▸ WHAT IS BEING ASKED:
Copy out the listing below, putting "curly braces" wherever "square brackets" occurs and leaving every other word unchanged.
::: SUPPLIED MATERIAL :::
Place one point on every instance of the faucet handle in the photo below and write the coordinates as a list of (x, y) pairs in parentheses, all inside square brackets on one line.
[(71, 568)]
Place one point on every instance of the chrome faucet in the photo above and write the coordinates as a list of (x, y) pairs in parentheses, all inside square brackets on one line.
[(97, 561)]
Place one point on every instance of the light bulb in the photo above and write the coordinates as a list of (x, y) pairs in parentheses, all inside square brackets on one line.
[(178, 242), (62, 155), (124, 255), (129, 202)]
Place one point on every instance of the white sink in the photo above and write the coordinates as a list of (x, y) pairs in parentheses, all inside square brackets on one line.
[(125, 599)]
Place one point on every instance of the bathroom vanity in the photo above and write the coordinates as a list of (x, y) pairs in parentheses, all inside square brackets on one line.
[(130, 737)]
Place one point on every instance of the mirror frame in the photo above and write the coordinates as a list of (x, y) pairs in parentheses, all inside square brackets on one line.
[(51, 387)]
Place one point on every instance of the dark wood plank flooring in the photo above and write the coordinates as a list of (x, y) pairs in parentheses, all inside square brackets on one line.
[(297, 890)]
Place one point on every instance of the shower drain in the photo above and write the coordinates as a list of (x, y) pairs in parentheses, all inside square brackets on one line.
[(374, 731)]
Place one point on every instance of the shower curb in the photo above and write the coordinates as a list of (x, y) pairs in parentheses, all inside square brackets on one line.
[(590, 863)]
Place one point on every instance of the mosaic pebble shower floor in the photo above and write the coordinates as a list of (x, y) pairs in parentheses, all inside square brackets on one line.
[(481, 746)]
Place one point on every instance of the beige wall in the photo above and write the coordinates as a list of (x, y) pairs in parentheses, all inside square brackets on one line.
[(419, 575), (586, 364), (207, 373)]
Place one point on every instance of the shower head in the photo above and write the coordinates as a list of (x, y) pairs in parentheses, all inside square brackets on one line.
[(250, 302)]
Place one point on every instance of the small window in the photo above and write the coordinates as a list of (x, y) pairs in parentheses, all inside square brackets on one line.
:::
▸ SOLUTION FOR THIS PROBLEM:
Place one point on every instance of the faucet handle in the photo below and write the coordinates as a list of (x, y) pairs in parentheses, all inside curly braces on one line.
[(71, 568)]
Place one point on every instance of the chrome faucet in the photo above and write the coordinates as a list of (x, y) pairs in parentheses, all inside curly braces on one line.
[(97, 561)]
Place one point on every instance of the light bulb in the photo above and write the coordinates as a list of (x, y) pairs in parentheses, all inside curly braces on one line.
[(178, 242), (62, 155), (124, 255), (129, 202)]
Place one point on every instance of the white sink in the photo above and write the coordinates as a list of (x, y) pairs in parentheses, all inside curly braces on one line.
[(125, 599)]
Place one point on every instance of the bathroom vanity in the photo above and write the coordinates as a list of (x, y) pairs in parentheses, all inside curly braces on one line.
[(130, 737)]
Place one point on every instance of the mirror frame in the photo above and write the coordinates as a list of (x, y) pairs in parentheses, all inside curly braces on one line.
[(51, 387)]
Place one point on every instance of the dark wood plank flooring in the photo above and write the coordinates as a list of (x, y) pairs in parentheses, all inside curly braces on one line.
[(297, 890)]
Place one point on every instance of the shower drain in the photo above and write the coordinates as a list of (x, y) pairs in parentheses, all inside curly braces on one line.
[(374, 731)]
Place one point on every instance of the shower curb in the photo above and write the coordinates as a list of (x, y) pairs in parentheses, all inside curly braces on one line.
[(590, 863)]
Place one point on every instance of the mosaic pebble shower floor in the photo above and write the coordinates as a list of (x, y) pairs in parentheses, all inside curly braces on one line.
[(481, 746)]
Place one point on every instance of the beige wall in the photo above and write the coordinates as a list of (x, y) pairs in parentheses, all inside curly braces on one line.
[(419, 575), (586, 364), (207, 373)]
Place one point on every instance of the shower head in the photo above and write the coordinates as a list of (x, y) pairs in parentheses, all inside curly braces on one line.
[(250, 302)]
Place one point on every instance of the small window in the photo above and write the coordinates as a list of (x, y) pairs in parentheses, all inside curly braces on one line.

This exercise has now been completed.